━━ Records shown

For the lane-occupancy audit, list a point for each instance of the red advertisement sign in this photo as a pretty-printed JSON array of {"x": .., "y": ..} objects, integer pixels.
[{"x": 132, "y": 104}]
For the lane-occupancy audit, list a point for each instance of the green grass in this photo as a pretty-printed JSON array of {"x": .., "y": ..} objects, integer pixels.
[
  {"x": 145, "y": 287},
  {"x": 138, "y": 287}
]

━━━━

#### Problem to work on
Write the lines above as a JSON list of strings, one string per line, omitting any blank lines.

#### Answer to this task
[
  "For the lane-occupancy audit, list a point for each instance of the red advertisement sign in this photo as a pretty-printed JSON array of {\"x\": .., \"y\": ..} objects, integer pixels.",
  "[{\"x\": 132, \"y\": 104}]",
  "For the lane-occupancy audit, list a point for each instance of the green grass in this photo as a pretty-printed JSON array of {\"x\": .., \"y\": ..} objects, integer pixels.",
  "[",
  "  {\"x\": 145, \"y\": 287},",
  "  {\"x\": 138, \"y\": 287}",
  "]"
]